Exercise objective: Exclude the images, then return every line below exactly as written.

Image-backed grounding data
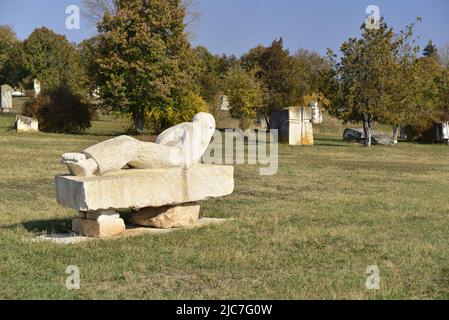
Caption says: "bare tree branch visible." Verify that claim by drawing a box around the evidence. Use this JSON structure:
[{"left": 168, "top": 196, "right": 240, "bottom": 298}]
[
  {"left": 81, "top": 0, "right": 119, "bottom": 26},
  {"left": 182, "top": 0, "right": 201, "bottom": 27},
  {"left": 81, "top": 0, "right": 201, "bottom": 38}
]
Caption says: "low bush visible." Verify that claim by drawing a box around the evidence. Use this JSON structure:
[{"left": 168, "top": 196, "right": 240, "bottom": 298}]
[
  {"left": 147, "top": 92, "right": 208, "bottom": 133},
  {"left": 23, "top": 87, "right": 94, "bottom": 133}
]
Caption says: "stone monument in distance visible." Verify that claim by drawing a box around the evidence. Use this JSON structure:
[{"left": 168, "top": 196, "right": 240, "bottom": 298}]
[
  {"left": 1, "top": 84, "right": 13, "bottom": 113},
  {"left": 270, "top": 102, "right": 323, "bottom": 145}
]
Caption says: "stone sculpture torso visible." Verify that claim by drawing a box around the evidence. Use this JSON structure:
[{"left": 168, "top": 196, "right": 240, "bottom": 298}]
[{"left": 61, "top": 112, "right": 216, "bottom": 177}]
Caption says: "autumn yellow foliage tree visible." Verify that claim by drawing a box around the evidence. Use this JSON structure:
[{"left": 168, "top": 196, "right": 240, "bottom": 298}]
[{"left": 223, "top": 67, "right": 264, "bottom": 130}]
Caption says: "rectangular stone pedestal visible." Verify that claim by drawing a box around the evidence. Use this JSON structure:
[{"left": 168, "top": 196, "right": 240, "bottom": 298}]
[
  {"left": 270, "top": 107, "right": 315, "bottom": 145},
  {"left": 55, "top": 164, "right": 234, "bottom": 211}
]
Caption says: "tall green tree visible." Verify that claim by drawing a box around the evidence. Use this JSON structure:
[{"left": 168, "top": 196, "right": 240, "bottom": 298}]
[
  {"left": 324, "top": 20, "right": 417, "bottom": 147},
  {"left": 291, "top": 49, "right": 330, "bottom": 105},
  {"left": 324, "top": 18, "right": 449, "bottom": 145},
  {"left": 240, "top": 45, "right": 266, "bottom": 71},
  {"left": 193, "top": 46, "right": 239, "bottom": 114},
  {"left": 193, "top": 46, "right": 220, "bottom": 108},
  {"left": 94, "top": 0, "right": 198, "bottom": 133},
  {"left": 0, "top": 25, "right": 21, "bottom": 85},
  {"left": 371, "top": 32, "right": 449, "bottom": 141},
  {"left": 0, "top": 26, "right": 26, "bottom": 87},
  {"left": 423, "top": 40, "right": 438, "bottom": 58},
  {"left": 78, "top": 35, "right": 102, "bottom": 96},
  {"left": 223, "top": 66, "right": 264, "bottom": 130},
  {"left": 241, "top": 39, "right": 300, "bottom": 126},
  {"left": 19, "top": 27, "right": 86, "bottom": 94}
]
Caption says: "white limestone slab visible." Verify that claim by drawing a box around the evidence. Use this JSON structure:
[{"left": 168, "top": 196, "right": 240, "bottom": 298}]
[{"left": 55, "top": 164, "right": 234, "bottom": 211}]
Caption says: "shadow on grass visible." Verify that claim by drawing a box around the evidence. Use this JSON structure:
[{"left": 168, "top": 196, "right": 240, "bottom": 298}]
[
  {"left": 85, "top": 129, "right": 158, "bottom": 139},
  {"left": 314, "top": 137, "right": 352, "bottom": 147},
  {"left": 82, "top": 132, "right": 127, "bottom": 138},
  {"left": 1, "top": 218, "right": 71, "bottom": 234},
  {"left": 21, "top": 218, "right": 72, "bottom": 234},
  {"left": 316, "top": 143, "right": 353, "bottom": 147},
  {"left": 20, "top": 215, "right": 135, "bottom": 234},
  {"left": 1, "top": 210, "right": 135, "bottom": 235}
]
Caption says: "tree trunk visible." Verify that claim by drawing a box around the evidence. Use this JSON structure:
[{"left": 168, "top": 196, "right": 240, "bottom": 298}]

Result for this task:
Caption says: "bare tree branch visible." Verify that claim by drawing a box around the evidence. Use this JSON structure:
[{"left": 168, "top": 196, "right": 240, "bottom": 298}]
[
  {"left": 81, "top": 0, "right": 119, "bottom": 26},
  {"left": 182, "top": 0, "right": 201, "bottom": 27},
  {"left": 81, "top": 0, "right": 201, "bottom": 38}
]
Caption says: "low bush visible." Verify that claim by drawing a box around the evidence. Use this JSON structure:
[{"left": 168, "top": 196, "right": 240, "bottom": 298}]
[
  {"left": 147, "top": 92, "right": 208, "bottom": 133},
  {"left": 23, "top": 87, "right": 94, "bottom": 133}
]
Caption says: "stone monument in distance visible." Verify that claim by drawing a box around the evidence. Use this JSON structure:
[{"left": 168, "top": 196, "right": 240, "bottom": 298}]
[
  {"left": 1, "top": 84, "right": 13, "bottom": 113},
  {"left": 270, "top": 102, "right": 323, "bottom": 145}
]
Caption says: "stone sculpture torso visible." Verify that claim by drawing a box around the evidence. Use this JSON structure:
[{"left": 168, "top": 196, "right": 240, "bottom": 298}]
[{"left": 61, "top": 112, "right": 216, "bottom": 177}]
Caption says: "autumn yellow foliage tree visible." Verify that claim by drawing a box around the evidence. Use this JSON structure:
[{"left": 168, "top": 196, "right": 240, "bottom": 298}]
[{"left": 223, "top": 67, "right": 264, "bottom": 130}]
Caption says: "rectangular stone pedestal visible." Verify that claim by drawing a box around the evidence. Use this JSON structure:
[{"left": 168, "top": 196, "right": 240, "bottom": 298}]
[
  {"left": 270, "top": 107, "right": 315, "bottom": 145},
  {"left": 55, "top": 164, "right": 234, "bottom": 211}
]
Caption says: "tall green tree visible." Verify that claim by drawing a box around the evidence. Use this JSON structure:
[{"left": 168, "top": 196, "right": 240, "bottom": 298}]
[
  {"left": 324, "top": 20, "right": 417, "bottom": 147},
  {"left": 291, "top": 49, "right": 330, "bottom": 105},
  {"left": 324, "top": 18, "right": 449, "bottom": 145},
  {"left": 240, "top": 45, "right": 266, "bottom": 71},
  {"left": 193, "top": 46, "right": 239, "bottom": 114},
  {"left": 193, "top": 46, "right": 220, "bottom": 108},
  {"left": 94, "top": 0, "right": 198, "bottom": 133},
  {"left": 0, "top": 25, "right": 21, "bottom": 85},
  {"left": 371, "top": 32, "right": 449, "bottom": 141},
  {"left": 0, "top": 26, "right": 26, "bottom": 87},
  {"left": 423, "top": 40, "right": 438, "bottom": 58},
  {"left": 78, "top": 35, "right": 102, "bottom": 96},
  {"left": 223, "top": 66, "right": 264, "bottom": 130},
  {"left": 241, "top": 39, "right": 300, "bottom": 126},
  {"left": 19, "top": 27, "right": 86, "bottom": 94}
]
Caption says: "white limestone slab visible." Verify that claim by drawing a box around the evidence. Use this JSON structure:
[{"left": 168, "top": 196, "right": 240, "bottom": 298}]
[{"left": 55, "top": 164, "right": 234, "bottom": 211}]
Caption says: "shadow on grass visible." Verify that claim by drawing a box around the evidence. Use this JSON structure:
[{"left": 168, "top": 196, "right": 240, "bottom": 298}]
[
  {"left": 85, "top": 129, "right": 158, "bottom": 139},
  {"left": 314, "top": 137, "right": 352, "bottom": 147},
  {"left": 82, "top": 132, "right": 127, "bottom": 138},
  {"left": 1, "top": 218, "right": 71, "bottom": 234},
  {"left": 21, "top": 218, "right": 72, "bottom": 234},
  {"left": 316, "top": 143, "right": 353, "bottom": 147},
  {"left": 20, "top": 215, "right": 135, "bottom": 234},
  {"left": 1, "top": 210, "right": 135, "bottom": 235}
]
Caption says: "tree trunk visible." Verify that claim by drawing a box around the evidence. Use this JSON structure:
[{"left": 168, "top": 196, "right": 240, "bottom": 298}]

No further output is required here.